Copy exactly the stretch of data below from the line with "column 160, row 30" through the line with "Target: man's leg", including both of those lines.

== DATASET ENTRIES ==
═══

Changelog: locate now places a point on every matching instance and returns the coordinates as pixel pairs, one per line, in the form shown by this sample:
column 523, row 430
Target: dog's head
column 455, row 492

═══

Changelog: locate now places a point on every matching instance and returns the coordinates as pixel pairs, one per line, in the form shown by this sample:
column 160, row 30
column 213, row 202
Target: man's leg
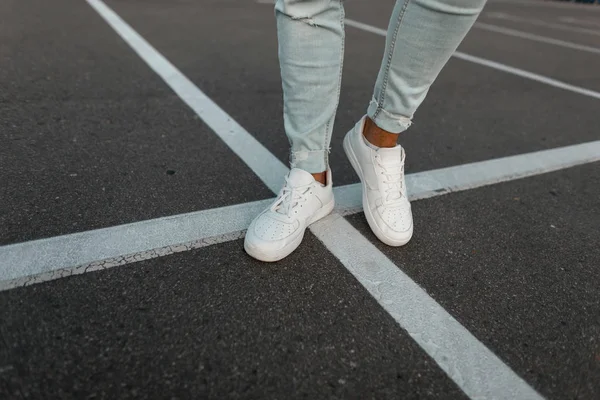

═══

== ANSWER FOR THE TASK ==
column 160, row 30
column 213, row 202
Target: man's leg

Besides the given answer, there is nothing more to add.